Referring expression pointing data:
────────────────────────────────────────

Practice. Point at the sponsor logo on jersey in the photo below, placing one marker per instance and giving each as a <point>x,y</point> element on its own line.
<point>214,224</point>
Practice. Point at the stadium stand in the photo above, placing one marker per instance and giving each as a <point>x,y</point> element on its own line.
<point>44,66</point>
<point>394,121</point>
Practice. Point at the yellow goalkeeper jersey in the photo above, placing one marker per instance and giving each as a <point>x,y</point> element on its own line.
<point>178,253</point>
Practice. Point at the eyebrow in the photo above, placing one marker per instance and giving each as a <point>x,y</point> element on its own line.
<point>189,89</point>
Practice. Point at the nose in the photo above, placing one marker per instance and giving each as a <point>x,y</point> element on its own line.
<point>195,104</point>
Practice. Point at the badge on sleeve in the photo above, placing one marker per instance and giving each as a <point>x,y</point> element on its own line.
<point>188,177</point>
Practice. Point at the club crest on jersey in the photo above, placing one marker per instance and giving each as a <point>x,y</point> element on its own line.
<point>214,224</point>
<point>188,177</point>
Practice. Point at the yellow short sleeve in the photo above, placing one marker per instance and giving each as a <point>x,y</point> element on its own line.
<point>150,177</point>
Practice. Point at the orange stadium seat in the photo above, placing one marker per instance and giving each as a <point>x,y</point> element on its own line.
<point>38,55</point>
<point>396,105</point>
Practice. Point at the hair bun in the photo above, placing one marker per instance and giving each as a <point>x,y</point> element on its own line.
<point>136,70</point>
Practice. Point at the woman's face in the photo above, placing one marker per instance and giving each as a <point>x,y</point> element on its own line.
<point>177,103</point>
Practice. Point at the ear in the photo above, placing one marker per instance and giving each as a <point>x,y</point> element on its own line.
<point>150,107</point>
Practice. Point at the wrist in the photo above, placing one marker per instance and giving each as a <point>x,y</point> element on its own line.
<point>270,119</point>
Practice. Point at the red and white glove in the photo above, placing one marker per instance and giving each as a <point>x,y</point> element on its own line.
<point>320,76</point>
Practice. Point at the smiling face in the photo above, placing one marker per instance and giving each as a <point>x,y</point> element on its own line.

────────────────────────────────────────

» **Exercise description**:
Give back, unchanged, the line that holds "Practice. Point at the ear" along with all lines after it through the last line above.

» **Result**:
Practice. Point at the ear in the photo above, placing one marker per instance and giving each as a <point>x,y</point> element on its own line.
<point>150,107</point>
Practice. Point at the wrist in the photo above, placing one marker per instance and giving each as a <point>x,y</point> element on its own line.
<point>270,119</point>
Practice. Point at the red and white glove in the photo above, placing one marker per instance and giving each as a <point>x,y</point> element on its own line.
<point>320,76</point>
Practice. Point at the smiling face in the photo above, placing one marker per instance and giving each as a <point>x,y</point> element on its own line.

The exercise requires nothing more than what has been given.